Reading text
= = = = = = =
Most of us have a few items around the house that we refuse to part with. Maybe it reminds us of a special moment that we relive every time we see our treasure. Or perhaps it reminds you of the love you had for a person no longer physically in your life.
Objects can be visual cues to memories and can help us tell the story of our lives. Multiple projects, across many disciplines, have explored the role that material items play in our lives.
Anthropologists have particularly focused on the topic of how items evoke storytelling and portray the relationship between an individual and their surroundings. For example, The Portland Art Museum has a relatively new installation called Object Stories, which is an open-ended look at the relationship between the subjective and objective, people and things, and the Museum and the community. It is a powerful, and at times humourous, look at the objects that hold importance in our lives. The piece asks individuals to enter a sound booth in the Museum and record a story about (and with) the object that matters to them. On their website you can see many of these stories, including one called “An envelope I don’t open.” This story is about a daughter who found a large envelope belonging to her mother and the forbidden knowledge of the contents.
Collectors, a mini doc series by Amy Joy and Darryl Murphy, joins the conversation by showcasing five people living in Newfoundland who have grown a collection of memories through objects. While checking into a hotel in Buffalo, Joy and her partner were told that there was a salt and pepper shaker collector convention going on. The clerk asked if it would be okay to place them on the same floor as the convention, Joy’s partner started to laugh, knowing that Joy would be overjoyed to join them. She spent a lot of the weekend picking the brains of attendees on their collections, even going as far as sneaking into a costume party where people dressed up as their favourite salt and pepper shakers. This got Joy’s brain “shaking” about the different types of objects people collect.
= = = = = = =
Dataset records
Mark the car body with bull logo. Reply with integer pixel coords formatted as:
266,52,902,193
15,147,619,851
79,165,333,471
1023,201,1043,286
= = = = = = =
Parts of the exercise
- a) In the article on objects and memory, where do the five people featured in Collectors live?
- b) Output the passage of the article on objects and memory starting at "Most of us have" and ending at "in your life.".
- c) Write the next part of the article on objects and memory, continuing after its final sentence.
The entries are separate material and have no connection to the article on objects and memory.

Answers below
- a) Newfoundland

- b)
Most of us have a few items around the house that we refuse to part with. Maybe it reminds us of a special moment that we relive every time we see our treasure. Or perhaps it reminds you of the love you had for a person no longer physically in your life.

- c)
Through the use of Kijiji and personal connections, Joy found her star five people among the many collectors in Newfoundland and Labrador. These individuals include Tibor Devai, who collects paper money, Joanie Sears, who has been saving the greeting cards she has received since age eleven, Rebecca Hollett, who has a “room full of memories” embodied by her collection of Barbies, Sandra Vey, who has been saving Elvis merchandise since the age sixteen, and Dave Mullowney, who has been collecting Wrestling paraphernalia since he first saw the super hero like characters come to life on TV.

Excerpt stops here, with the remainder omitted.